* Brief *
Character for character, give back every line below.

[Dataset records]
+--

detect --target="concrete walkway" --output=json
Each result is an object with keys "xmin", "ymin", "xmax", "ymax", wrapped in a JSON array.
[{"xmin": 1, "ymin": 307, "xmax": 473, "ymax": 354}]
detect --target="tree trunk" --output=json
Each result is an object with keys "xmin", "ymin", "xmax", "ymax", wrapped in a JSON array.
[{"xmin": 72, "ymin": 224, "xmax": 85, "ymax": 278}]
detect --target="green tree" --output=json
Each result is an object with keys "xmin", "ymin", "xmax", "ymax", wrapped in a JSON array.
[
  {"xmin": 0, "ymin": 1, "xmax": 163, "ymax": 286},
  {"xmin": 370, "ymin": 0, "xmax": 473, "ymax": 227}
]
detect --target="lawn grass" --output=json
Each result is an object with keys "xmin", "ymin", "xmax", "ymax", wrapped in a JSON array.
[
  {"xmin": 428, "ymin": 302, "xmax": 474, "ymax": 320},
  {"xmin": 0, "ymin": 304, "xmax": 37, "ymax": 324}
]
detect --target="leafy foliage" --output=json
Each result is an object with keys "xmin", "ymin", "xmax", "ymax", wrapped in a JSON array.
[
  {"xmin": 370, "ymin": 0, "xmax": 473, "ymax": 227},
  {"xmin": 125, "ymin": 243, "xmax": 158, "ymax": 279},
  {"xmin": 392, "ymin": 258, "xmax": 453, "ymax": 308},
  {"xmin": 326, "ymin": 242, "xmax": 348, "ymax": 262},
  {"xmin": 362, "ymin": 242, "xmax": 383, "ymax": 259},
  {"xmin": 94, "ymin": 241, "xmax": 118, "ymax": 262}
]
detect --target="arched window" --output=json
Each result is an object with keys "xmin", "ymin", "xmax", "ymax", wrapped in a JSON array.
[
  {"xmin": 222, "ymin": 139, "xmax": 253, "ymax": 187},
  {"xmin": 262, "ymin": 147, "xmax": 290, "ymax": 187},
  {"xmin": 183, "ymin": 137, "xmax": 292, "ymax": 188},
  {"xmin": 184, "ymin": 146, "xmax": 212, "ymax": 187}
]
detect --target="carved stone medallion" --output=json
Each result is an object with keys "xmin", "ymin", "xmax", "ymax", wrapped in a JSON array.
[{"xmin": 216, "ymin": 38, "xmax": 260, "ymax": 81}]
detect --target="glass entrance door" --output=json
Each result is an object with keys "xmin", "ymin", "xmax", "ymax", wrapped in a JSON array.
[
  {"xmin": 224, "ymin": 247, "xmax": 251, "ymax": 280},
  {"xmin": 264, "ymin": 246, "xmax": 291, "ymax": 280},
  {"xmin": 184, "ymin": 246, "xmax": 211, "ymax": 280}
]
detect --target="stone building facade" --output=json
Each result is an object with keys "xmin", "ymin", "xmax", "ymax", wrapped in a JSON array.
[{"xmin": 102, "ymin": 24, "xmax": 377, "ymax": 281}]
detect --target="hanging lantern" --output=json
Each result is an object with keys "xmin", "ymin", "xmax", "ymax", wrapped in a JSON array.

+--

* Completed exercise *
detect --target="concrete walkway" --output=json
Each result is an object with keys "xmin", "ymin", "xmax", "ymax", wrapped in a JSON array.
[{"xmin": 1, "ymin": 307, "xmax": 473, "ymax": 354}]
detect --target="tree trunk" --output=json
Each result is an object with keys "xmin", "ymin", "xmax", "ymax", wrapped in a JSON array.
[{"xmin": 72, "ymin": 224, "xmax": 85, "ymax": 278}]
detect --target="green tree" --output=json
Each result is an object with keys "xmin", "ymin", "xmax", "ymax", wrapped in a JSON array.
[
  {"xmin": 0, "ymin": 1, "xmax": 163, "ymax": 286},
  {"xmin": 370, "ymin": 0, "xmax": 473, "ymax": 227}
]
detect --target="lawn grass" --output=json
Each result is an object with keys "xmin", "ymin", "xmax", "ymax", wrapped in a JSON array.
[
  {"xmin": 428, "ymin": 302, "xmax": 474, "ymax": 320},
  {"xmin": 0, "ymin": 304, "xmax": 37, "ymax": 324}
]
detect --target="leafy foliage" --output=json
Each result is an object with keys "xmin", "ymin", "xmax", "ymax", wrapped in a JSON array.
[
  {"xmin": 370, "ymin": 0, "xmax": 473, "ymax": 227},
  {"xmin": 125, "ymin": 243, "xmax": 158, "ymax": 279},
  {"xmin": 392, "ymin": 258, "xmax": 453, "ymax": 308},
  {"xmin": 326, "ymin": 242, "xmax": 348, "ymax": 262},
  {"xmin": 362, "ymin": 242, "xmax": 383, "ymax": 259},
  {"xmin": 94, "ymin": 241, "xmax": 118, "ymax": 262}
]
detect --target="arched window" --output=json
Each result is an object with keys "xmin", "ymin", "xmax", "ymax", wrapped in a JSON array.
[
  {"xmin": 222, "ymin": 139, "xmax": 253, "ymax": 187},
  {"xmin": 262, "ymin": 147, "xmax": 290, "ymax": 187},
  {"xmin": 183, "ymin": 137, "xmax": 292, "ymax": 188},
  {"xmin": 184, "ymin": 146, "xmax": 212, "ymax": 187}
]
detect --target="carved stone medallion" --output=json
Each result is an object with keys "xmin", "ymin", "xmax", "ymax", wrapped in a JSON array.
[{"xmin": 216, "ymin": 38, "xmax": 260, "ymax": 81}]
detect --target="glass entrance door" --output=json
Each result is an object with keys "xmin", "ymin", "xmax", "ymax", wrapped in a JSON array.
[
  {"xmin": 224, "ymin": 247, "xmax": 251, "ymax": 280},
  {"xmin": 264, "ymin": 246, "xmax": 291, "ymax": 280},
  {"xmin": 184, "ymin": 246, "xmax": 211, "ymax": 280}
]
detect --target="stone building facade" --output=json
Each result is an object with keys "xmin", "ymin", "xmax", "ymax", wrapped in a JSON array.
[{"xmin": 102, "ymin": 24, "xmax": 377, "ymax": 281}]
detect --target="hanging lantern" --output=json
Each result is an object with keys "xmin", "ymin", "xmax", "ymax", wrapped in a JSON array.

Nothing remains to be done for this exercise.